### MATERIAL FOR THIS EXERCISE
-- Opening Marker --

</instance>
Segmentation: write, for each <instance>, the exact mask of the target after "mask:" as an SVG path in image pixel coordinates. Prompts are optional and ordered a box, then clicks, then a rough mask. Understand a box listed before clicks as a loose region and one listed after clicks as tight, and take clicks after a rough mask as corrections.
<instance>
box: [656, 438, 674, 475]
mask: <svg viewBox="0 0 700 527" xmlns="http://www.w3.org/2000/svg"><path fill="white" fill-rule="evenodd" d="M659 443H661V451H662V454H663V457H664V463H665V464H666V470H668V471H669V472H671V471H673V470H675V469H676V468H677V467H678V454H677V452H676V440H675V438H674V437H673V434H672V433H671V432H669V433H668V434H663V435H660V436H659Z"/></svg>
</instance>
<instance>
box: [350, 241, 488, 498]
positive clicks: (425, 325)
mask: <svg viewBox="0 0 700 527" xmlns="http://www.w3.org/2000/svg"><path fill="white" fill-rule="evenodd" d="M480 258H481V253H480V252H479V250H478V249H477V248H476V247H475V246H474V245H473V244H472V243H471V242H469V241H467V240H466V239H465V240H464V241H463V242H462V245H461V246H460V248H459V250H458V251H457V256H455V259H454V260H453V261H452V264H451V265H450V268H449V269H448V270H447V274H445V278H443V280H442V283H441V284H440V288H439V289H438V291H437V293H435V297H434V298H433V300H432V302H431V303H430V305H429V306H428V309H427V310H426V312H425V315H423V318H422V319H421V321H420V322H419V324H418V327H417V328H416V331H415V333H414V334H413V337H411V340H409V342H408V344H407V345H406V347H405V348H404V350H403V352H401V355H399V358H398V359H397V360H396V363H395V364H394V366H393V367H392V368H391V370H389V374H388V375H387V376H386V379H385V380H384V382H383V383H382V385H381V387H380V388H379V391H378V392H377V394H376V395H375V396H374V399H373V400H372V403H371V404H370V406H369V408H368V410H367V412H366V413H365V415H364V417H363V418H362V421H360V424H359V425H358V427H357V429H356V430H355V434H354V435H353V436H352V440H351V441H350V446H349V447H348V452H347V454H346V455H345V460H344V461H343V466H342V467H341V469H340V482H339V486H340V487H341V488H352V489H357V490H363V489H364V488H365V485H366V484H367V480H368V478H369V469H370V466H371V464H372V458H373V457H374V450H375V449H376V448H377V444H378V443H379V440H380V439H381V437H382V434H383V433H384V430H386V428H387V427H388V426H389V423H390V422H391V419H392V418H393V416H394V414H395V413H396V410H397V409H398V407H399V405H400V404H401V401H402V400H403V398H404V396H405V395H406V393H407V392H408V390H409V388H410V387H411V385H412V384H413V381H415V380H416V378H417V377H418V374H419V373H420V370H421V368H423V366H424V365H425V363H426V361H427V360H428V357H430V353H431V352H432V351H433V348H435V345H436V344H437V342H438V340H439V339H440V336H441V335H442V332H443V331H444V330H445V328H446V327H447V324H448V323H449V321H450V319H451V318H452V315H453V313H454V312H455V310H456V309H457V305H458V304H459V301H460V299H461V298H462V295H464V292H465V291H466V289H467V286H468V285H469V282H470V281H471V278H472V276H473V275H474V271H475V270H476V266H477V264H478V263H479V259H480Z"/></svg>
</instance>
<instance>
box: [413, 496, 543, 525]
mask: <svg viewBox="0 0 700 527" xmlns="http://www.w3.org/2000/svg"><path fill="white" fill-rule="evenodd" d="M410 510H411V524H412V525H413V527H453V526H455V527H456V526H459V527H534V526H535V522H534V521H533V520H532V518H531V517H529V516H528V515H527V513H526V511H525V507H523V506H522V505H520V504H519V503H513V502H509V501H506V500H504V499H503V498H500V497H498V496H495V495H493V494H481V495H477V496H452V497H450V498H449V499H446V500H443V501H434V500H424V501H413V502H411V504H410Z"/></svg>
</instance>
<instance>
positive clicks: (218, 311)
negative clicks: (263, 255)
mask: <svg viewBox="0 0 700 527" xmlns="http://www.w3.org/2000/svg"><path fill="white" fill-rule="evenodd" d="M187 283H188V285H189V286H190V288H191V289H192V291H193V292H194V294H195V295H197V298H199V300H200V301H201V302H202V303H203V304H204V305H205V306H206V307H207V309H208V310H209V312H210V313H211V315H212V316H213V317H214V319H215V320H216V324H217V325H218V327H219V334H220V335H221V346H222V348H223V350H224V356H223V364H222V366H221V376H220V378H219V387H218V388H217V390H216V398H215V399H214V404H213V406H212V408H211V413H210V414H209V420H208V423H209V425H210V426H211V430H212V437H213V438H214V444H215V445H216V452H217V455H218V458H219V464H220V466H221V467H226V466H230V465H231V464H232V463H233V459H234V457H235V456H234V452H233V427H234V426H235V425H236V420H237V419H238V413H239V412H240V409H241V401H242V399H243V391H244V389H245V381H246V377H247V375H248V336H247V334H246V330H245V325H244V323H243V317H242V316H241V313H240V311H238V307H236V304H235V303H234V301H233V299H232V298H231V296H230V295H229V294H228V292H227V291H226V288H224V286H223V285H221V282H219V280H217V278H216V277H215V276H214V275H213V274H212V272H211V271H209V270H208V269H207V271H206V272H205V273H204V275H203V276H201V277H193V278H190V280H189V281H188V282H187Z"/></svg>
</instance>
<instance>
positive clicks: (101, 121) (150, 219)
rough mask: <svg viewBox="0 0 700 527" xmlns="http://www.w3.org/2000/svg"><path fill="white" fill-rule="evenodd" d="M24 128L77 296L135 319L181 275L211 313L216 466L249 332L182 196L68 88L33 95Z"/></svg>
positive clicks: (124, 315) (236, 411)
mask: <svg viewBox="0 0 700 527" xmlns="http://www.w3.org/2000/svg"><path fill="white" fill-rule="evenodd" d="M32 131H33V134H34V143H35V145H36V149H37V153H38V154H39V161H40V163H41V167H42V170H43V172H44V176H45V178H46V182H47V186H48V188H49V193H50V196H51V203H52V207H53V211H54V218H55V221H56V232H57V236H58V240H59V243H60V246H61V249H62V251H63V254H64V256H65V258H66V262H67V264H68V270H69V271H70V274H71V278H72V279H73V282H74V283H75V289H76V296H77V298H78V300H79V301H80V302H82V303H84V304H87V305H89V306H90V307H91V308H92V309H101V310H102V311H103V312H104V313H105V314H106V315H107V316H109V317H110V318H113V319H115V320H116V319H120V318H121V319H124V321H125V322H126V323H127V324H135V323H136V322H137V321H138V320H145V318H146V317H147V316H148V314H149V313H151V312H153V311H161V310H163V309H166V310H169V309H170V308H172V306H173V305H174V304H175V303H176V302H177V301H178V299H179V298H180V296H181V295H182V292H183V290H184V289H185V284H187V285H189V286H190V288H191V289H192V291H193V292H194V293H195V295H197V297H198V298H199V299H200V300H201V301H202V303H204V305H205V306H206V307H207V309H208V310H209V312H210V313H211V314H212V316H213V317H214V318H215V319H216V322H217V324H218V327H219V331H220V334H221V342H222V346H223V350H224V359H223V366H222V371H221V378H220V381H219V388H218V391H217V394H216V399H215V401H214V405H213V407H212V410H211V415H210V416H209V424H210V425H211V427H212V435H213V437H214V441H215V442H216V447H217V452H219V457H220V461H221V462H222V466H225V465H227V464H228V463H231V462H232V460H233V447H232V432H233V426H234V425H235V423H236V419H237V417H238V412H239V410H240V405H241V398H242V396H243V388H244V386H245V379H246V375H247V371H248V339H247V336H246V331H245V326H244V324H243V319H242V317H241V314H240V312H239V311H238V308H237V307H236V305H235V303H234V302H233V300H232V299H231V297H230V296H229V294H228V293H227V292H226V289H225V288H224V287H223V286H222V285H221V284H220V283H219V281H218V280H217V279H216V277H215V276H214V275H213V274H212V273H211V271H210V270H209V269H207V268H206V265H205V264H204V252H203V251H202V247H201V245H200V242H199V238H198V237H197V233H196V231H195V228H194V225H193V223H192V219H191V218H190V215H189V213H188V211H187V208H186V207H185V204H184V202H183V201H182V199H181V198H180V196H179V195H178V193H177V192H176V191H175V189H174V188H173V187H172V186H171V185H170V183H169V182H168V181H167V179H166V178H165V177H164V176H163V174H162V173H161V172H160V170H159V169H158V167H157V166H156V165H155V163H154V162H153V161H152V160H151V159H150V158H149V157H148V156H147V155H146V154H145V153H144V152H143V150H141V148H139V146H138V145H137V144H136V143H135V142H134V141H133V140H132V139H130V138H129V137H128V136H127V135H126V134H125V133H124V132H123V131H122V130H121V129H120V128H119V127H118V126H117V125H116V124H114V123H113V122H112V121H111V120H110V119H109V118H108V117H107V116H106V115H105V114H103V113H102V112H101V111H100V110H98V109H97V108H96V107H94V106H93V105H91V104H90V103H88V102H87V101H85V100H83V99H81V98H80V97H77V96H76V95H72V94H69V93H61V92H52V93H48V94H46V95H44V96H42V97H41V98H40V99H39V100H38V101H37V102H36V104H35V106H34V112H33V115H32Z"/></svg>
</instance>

-- Closing Marker --

### DIRECTIONS
Return the lines starting at the first line and ending at the line that contains "positive clicks: (425, 325)", both included, copying each one unchanged.

### ANSWER TO THIS EXERCISE
</instance>
Segmentation: write, for each <instance>, the exact mask of the target after "mask:" as an SVG path in image pixel coordinates. Prompts are optional and ordered a box, then clicks, then a rough mask. Understand a box listed before clicks as a loose region and one listed after clicks as tight, and take clicks after a rough mask as corrections.
<instance>
box: [656, 438, 674, 475]
mask: <svg viewBox="0 0 700 527" xmlns="http://www.w3.org/2000/svg"><path fill="white" fill-rule="evenodd" d="M659 443H661V451H662V454H663V457H664V463H665V464H666V470H668V471H669V472H671V471H673V470H675V469H676V468H677V467H678V454H677V452H676V440H675V438H674V437H673V434H672V433H671V432H669V433H668V434H663V435H660V436H659Z"/></svg>
</instance>
<instance>
box: [350, 241, 488, 498]
positive clicks: (425, 325)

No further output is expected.